▸ **Task goal**:
Where a line of the material contains the string "below", copy that line.

____________

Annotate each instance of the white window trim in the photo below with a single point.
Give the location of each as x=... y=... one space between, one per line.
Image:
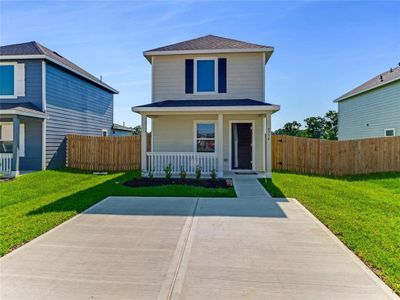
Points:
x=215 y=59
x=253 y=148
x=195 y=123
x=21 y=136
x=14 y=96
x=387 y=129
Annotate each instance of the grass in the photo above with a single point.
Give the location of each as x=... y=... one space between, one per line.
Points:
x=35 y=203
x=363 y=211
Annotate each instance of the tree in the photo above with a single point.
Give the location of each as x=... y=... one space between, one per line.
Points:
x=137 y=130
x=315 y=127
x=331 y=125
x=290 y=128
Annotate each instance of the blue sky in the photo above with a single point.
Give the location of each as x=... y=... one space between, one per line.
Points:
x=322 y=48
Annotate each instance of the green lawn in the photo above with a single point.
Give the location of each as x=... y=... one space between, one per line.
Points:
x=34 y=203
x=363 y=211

____________

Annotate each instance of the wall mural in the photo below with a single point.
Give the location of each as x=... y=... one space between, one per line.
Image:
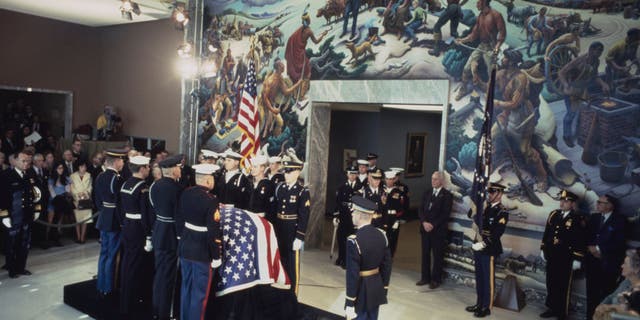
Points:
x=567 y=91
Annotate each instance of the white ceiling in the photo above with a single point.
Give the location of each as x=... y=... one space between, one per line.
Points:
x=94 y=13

____________

▸ **Task answer**:
Annotate each instance of the white window trim in the photo below with a single point.
Annotate each instance of the wall mural in the photo below with a single point.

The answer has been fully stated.